(Data from a point labeling set)
● ● ● ● ● ● ●
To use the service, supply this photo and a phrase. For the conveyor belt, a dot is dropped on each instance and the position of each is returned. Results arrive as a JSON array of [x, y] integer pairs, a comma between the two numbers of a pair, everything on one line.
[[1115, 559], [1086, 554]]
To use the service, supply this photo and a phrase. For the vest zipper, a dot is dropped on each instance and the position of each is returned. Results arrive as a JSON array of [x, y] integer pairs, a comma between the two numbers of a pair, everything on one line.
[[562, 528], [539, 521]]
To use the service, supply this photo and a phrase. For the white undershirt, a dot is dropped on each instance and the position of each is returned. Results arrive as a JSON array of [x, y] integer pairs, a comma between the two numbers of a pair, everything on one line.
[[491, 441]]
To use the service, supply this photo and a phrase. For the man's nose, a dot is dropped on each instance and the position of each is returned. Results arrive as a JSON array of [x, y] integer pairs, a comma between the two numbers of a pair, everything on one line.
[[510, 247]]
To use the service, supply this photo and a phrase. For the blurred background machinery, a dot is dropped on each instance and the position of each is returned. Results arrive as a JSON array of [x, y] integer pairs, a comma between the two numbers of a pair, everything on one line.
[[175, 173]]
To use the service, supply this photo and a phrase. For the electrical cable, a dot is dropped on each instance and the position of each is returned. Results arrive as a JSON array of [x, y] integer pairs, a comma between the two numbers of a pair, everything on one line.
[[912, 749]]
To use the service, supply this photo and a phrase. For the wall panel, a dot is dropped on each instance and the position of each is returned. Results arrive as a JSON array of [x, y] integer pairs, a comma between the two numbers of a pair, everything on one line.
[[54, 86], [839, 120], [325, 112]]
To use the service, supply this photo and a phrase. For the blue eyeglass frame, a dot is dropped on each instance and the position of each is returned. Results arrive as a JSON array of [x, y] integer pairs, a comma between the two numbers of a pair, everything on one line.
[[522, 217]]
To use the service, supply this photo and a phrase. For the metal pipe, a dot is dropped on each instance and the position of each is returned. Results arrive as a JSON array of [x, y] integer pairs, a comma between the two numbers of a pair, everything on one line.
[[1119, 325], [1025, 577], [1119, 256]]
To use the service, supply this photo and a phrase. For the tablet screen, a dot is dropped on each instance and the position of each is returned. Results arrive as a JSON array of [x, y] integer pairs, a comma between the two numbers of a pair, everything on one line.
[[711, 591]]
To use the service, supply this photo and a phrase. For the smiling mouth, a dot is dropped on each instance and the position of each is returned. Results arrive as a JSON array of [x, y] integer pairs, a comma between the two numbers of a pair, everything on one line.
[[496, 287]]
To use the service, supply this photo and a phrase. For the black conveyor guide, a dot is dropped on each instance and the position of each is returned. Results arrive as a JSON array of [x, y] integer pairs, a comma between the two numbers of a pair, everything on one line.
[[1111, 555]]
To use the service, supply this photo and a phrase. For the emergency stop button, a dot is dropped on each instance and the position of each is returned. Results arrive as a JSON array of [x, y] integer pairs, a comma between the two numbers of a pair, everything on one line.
● ● ● ● ● ● ●
◆ **REQUIRED TASK**: Return every line of the data above with no alterations of any kind.

◆ **ANSWER TO THIS EXERCISE**:
To use the service, supply this photo and a phrase. For the conveyor belt, a dot is dropped on each instance and the position of each is returned. Results arrive as a JSON array of [x, y] integer pairs, a comma between the two numbers of a pair, everything on one line.
[[1115, 559], [1086, 554]]
To use the service, supply this photo and a phrase. For the vest zipper, a dot is dropped on each instance and the position of each is returned. Results arrive as a JSON array of [x, y] integer pairs, a comma between the two numbers of a pair, everything on one line.
[[562, 528], [539, 521]]
To use the service, supply this photo and a phrase. For the white undershirt, a dot is dropped on each instance and the position of each is returned. Results arrive as a JSON array of [x, y] integer pairs, a comma between the two numbers of a pair, everything on one line.
[[491, 441]]
To use the service, supply this photo and a phrase. For the man's nose, a dot is dropped on each instance and the position of each is returned. Results arrive as a JSON array of [x, y] integer pairs, a comma between the two numbers of a pair, everything on one line.
[[510, 247]]
To use the service, supply this photo and a phrase. For the blurred background machinery, a dot is dropped on each instance and the position of each is returned. Results arrive as a JSON array of [x, y] integer pairs, a comma between the two numbers of a pair, everything on one line.
[[175, 173]]
To use the service, supply this photo and a phrase. For the electrical cable, a dot is dropped on each instance and the position of each is returned. Results arrive as a JSON array of [x, y] integer pairs, a comma between the two numbers of a pair, everything on one line.
[[912, 749]]
To use the service, supply this photo and a phrase. For the wall panel, a dot is dropped on each instance and the position of each is returned. Results arrive as a JSON array of [x, y] integer pairs, a comma between the two numbers of a pair, everything on one line.
[[54, 86], [839, 120], [325, 112]]
To use the service, supply this photo and a phrase. For the blue eyeglass frame, a dot is dropped on each instance and the position of each is returned. Results arrive as a JSON array of [x, y] integer pairs, a comma between the two numbers of a pair, everything on one line.
[[522, 217]]
To use the service, supply this photo and a phrase. For the metal pipe, a dot is dropped on each instance and the position of each is returned. Results arrive as a JSON array of [x, y] integer pairs, a comma between the two numbers of a pair, everything on one line.
[[1119, 325], [1025, 577], [1119, 256]]
To use the service, supply this photo and a phrase. For the tablet screen, a dot is dropped on each instance and the position of each is returned. Results arrive as a JSON array of [x, y] integer pairs, a comma between the two numbers of a pair, everything on one line.
[[711, 591]]
To use the service, supply this photo and a phrase. For the smiling mouth, a dot is dropped on each instance and the position of each is returned. Results arrive as a JSON array of [x, y] integer pairs, a comma between the two numbers of a pair, everything on one line.
[[496, 287]]
To use the service, supply this photo and a phrase. For the black conveyor guide, a dot is dropped on each instance and the position of each is returned. Results arrive as a JSON array of [x, y] integer pairs, a comma between the two numbers of a pair, everything on one line.
[[1111, 555]]
To use the service, supply this photo and a phrase. For the emergency stop button, a dot is dropped on each instance and the position of each is returned. Results arrive as a JSON array of [x, y] integer pairs, a comma between the two numbers of a pair, everything on one line.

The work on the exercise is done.